-------- Provided records
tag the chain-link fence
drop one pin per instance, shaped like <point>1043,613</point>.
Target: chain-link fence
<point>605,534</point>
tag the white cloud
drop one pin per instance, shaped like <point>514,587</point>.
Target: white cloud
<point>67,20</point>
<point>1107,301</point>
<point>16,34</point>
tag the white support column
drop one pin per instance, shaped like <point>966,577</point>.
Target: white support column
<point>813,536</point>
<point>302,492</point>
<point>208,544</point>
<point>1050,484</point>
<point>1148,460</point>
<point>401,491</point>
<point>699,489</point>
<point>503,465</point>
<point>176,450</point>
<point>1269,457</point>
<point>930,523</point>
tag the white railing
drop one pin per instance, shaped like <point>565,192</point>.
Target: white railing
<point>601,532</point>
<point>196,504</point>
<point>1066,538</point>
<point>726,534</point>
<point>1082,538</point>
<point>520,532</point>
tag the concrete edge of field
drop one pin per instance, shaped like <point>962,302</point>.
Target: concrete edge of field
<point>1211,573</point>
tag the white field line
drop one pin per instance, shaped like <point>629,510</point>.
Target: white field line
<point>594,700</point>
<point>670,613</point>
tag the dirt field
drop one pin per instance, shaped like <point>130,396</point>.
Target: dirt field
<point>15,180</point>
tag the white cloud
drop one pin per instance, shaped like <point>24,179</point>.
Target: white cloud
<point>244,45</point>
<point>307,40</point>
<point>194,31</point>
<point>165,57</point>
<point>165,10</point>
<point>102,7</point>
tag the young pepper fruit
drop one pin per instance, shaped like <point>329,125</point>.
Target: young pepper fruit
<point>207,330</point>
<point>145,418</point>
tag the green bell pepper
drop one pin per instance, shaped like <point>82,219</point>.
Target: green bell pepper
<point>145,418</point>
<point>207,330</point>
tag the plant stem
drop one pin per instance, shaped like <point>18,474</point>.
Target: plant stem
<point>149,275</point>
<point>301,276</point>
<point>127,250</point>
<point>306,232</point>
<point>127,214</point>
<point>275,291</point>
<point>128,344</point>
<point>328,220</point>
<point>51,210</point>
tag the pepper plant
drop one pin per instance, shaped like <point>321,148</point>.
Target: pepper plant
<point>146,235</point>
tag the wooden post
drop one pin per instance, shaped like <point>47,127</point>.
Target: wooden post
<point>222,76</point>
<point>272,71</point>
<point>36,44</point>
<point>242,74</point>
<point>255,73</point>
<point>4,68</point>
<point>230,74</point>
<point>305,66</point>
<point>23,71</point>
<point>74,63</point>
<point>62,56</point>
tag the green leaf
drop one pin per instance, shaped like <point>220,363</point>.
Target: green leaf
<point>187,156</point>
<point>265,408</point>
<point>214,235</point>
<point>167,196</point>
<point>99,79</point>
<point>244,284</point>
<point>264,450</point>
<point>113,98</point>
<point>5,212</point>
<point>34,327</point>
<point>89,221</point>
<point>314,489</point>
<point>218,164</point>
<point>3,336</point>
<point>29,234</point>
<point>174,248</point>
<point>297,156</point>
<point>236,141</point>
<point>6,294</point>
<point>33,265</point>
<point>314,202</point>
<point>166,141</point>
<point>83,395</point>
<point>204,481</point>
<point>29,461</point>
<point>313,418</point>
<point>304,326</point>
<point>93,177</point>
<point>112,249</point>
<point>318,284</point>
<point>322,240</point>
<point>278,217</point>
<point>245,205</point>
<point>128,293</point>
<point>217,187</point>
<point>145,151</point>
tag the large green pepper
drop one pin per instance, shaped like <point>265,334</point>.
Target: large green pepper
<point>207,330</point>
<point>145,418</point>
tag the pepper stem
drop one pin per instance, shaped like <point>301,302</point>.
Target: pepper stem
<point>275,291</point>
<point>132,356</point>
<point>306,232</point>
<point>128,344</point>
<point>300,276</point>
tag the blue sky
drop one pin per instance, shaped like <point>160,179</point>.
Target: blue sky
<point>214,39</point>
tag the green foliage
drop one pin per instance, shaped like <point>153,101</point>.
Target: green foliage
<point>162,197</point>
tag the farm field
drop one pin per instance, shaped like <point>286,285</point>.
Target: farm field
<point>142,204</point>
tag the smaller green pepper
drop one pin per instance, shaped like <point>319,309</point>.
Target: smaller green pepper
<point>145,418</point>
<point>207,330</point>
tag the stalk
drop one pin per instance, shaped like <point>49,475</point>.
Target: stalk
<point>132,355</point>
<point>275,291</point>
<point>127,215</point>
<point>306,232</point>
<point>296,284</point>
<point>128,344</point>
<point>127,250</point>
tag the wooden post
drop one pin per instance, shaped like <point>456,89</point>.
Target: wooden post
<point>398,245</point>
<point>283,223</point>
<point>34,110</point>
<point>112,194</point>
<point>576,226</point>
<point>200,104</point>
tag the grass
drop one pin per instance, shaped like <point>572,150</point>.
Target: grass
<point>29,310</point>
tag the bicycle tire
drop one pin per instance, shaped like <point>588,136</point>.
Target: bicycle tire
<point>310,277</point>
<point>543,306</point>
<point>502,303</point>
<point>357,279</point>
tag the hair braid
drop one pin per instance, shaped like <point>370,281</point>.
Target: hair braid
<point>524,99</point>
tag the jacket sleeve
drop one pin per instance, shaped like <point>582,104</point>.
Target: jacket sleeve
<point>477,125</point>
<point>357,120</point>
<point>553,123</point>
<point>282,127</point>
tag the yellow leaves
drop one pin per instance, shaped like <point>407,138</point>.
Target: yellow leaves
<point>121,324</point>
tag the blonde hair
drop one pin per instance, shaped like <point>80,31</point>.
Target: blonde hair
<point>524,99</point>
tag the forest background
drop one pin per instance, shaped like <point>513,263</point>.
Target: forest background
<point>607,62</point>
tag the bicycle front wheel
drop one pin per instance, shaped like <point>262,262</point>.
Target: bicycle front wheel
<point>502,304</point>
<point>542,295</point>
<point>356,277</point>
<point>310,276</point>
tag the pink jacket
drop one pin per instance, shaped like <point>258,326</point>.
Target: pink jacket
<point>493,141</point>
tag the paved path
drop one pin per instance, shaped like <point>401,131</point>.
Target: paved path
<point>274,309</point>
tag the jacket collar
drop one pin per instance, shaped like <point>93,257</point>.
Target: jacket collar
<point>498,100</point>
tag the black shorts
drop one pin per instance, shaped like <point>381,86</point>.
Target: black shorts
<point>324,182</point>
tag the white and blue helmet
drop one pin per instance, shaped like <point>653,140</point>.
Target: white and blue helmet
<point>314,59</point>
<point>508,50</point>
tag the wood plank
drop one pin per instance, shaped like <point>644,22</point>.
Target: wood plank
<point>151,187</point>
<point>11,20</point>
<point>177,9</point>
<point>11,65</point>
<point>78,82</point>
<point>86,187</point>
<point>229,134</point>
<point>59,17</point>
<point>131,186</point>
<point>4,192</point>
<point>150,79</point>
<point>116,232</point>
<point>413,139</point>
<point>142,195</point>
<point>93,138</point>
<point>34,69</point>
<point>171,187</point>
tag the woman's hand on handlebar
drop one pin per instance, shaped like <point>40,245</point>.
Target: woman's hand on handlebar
----------------
▸ What you have to do
Can you transcribe, character for character, the stretch from the line containing "tag the forest background" through the line containing "<point>171,187</point>"?

▸ Exercise result
tag the forest background
drop one pin per instance, shaped like <point>513,263</point>.
Target: forest background
<point>607,62</point>
tag the bicycle front wheel
drop one pin per instance, shaped like <point>262,262</point>.
Target: bicycle front wheel
<point>502,304</point>
<point>542,295</point>
<point>356,277</point>
<point>310,276</point>
tag the pink jacket
drop one pin per instance, shaped like <point>258,326</point>.
Target: pink jacket
<point>493,141</point>
tag the paved path
drop one pin per instance, shaped like <point>401,131</point>.
Target: paved path
<point>274,309</point>
tag the jacket collar
drop one pin per instance, shaped like <point>93,257</point>.
Target: jacket collar
<point>498,100</point>
tag the black shorts
drop one pin per instance, shaped like <point>381,86</point>.
Target: black shorts
<point>324,182</point>
tag the white and blue helmet
drop one pin per instance, shaped like <point>653,140</point>.
Target: white and blue helmet
<point>314,59</point>
<point>508,50</point>
tag the wood plank
drop one pin per instance, shaped like <point>644,22</point>.
Target: wood plank
<point>151,187</point>
<point>11,20</point>
<point>177,9</point>
<point>11,65</point>
<point>78,82</point>
<point>86,187</point>
<point>229,134</point>
<point>59,17</point>
<point>131,186</point>
<point>4,192</point>
<point>150,79</point>
<point>116,232</point>
<point>413,139</point>
<point>142,195</point>
<point>93,138</point>
<point>34,69</point>
<point>171,187</point>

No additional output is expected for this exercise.